## Directive
Copy out exactly the lines of the records below, starting at the line containing "Expected behaviour: for every instance of the short" and continuing through the last line of the records.
-- start --
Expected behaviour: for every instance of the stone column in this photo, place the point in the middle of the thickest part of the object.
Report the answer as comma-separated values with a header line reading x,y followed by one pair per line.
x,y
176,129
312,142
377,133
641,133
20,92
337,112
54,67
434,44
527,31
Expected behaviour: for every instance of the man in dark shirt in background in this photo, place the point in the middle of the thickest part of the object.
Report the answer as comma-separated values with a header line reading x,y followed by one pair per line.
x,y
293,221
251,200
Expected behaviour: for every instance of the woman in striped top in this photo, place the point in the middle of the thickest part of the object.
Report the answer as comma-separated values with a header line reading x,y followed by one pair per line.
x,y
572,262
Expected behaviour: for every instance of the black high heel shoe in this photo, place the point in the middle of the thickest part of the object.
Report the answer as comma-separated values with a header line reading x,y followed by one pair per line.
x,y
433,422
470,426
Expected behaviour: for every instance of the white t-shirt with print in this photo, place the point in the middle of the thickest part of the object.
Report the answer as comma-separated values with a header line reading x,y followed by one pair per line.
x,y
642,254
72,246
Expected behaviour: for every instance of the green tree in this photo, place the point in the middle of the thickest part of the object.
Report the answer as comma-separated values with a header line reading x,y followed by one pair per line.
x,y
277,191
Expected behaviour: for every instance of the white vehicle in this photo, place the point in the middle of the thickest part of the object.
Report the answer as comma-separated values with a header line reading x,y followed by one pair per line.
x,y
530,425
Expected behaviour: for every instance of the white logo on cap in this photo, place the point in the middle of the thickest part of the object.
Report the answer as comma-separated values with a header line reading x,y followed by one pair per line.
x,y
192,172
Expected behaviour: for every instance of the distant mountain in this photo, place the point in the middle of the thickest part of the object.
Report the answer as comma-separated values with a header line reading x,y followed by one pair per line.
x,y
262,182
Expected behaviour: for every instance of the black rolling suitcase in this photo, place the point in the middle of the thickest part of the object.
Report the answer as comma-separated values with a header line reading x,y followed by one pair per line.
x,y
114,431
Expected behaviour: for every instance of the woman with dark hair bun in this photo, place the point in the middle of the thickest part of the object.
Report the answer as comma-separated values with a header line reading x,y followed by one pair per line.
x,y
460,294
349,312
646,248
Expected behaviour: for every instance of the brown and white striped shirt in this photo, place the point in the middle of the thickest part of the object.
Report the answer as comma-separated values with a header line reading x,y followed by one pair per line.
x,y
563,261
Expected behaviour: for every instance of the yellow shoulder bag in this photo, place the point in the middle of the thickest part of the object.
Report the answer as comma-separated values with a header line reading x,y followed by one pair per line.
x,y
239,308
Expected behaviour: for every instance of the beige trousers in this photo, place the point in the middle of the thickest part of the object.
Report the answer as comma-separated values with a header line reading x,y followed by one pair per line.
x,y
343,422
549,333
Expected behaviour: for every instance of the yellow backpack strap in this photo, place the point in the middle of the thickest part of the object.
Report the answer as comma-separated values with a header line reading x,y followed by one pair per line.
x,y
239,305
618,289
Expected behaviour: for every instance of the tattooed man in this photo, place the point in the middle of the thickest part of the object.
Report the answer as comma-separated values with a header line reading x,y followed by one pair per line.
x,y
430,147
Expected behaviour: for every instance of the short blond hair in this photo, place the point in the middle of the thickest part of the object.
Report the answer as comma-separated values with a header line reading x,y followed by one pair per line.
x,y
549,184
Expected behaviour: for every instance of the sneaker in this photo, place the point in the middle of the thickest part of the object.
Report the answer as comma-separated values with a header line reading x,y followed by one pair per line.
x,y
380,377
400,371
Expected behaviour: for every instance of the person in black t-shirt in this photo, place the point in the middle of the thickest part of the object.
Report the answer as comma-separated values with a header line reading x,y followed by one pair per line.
-- end --
## Response
Expected behaviour: for every instance of the short blond hair in this photo, place the point in the middle of the thickest part of the object.
Report the answer as comma-separated values with a header line reading x,y followed by one pair per line.
x,y
549,184
Expected behaviour: for every instance of the sneaker in this photo, place the point in the middle of the thickest part of the object.
Report the answer as comma-separated values with a header line reading x,y followed by one pair per line.
x,y
380,377
400,371
Expected behaviour: for every instance of the person in black t-shirt in this photo, place the point in the middle of the thickest part of the object.
Report the answer as comma-separated values with a header line reading x,y followed by one pair per line.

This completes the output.